Goal of the exercise -> Please edit the part of the items below that opens with the line containing "Note: indicate every instance of the player" and closes with the line containing "Target: player kneeling on floor", changing "kneeling" to "crouching" and keeping everything else the same. Return only those lines.

Information shown ->
>>

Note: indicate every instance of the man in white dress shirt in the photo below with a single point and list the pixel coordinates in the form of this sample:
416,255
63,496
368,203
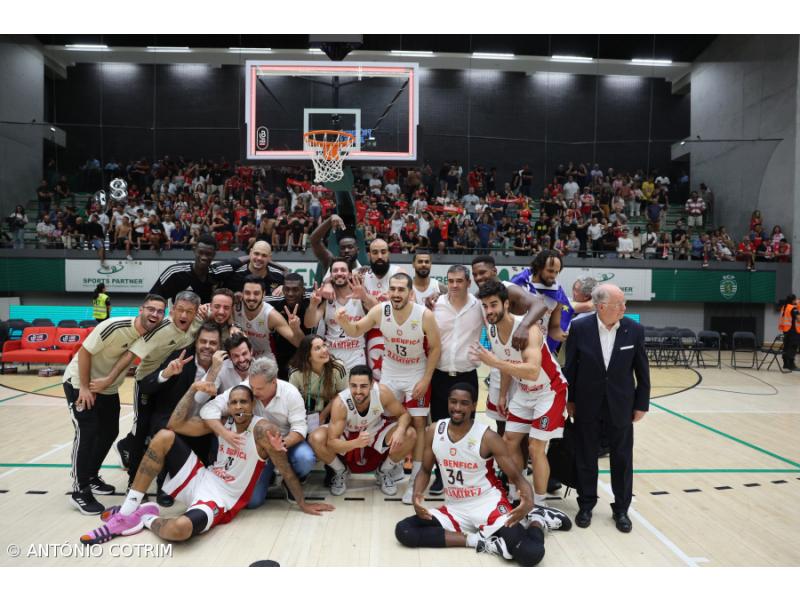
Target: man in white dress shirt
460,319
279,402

<<
>>

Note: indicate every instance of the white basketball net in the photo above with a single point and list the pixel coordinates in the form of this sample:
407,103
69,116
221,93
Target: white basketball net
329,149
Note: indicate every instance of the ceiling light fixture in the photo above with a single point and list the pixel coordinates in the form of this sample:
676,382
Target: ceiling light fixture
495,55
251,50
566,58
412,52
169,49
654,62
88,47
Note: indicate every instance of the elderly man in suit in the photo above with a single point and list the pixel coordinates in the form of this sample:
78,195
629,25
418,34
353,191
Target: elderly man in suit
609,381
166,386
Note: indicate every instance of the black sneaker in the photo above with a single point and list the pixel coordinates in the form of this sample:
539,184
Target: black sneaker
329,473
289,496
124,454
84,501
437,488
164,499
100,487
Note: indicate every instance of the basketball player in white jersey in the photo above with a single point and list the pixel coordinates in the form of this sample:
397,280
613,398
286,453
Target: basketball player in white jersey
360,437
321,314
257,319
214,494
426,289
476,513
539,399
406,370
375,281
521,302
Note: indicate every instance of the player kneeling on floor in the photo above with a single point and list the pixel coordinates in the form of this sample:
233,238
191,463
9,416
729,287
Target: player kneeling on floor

<<

Problem solution ->
Note: indicate every instance of the player crouching on floor in the photo above with a single point and list the pixel coordinates in the form of this sample:
233,238
191,463
9,416
729,287
Target: player crouching on floor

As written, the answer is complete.